EXERCISE GOAL:
Report how many lines in the listing below include the word "main". Write nothing besides the number.

———

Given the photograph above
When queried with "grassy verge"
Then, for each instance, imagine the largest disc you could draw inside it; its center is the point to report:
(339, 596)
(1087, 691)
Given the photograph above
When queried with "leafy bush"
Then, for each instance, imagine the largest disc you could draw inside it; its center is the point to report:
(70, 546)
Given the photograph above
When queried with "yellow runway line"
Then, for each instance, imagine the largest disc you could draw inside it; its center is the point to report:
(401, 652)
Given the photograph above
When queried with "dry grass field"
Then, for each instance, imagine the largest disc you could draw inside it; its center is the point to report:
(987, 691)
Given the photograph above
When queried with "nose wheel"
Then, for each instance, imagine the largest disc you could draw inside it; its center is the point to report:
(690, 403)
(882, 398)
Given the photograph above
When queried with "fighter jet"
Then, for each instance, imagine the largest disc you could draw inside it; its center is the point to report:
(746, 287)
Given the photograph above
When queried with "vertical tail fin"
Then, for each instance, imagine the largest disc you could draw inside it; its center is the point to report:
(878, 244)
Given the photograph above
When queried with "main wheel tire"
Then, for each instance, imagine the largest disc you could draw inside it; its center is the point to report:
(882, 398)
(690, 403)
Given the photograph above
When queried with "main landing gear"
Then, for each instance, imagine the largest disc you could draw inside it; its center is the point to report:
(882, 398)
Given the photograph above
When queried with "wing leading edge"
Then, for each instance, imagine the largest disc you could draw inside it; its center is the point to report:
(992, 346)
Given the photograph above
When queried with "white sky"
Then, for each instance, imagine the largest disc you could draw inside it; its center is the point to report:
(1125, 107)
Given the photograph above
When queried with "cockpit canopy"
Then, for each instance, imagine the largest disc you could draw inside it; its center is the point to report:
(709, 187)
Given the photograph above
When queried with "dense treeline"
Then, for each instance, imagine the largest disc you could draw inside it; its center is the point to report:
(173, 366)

———

THE ANSWER:
2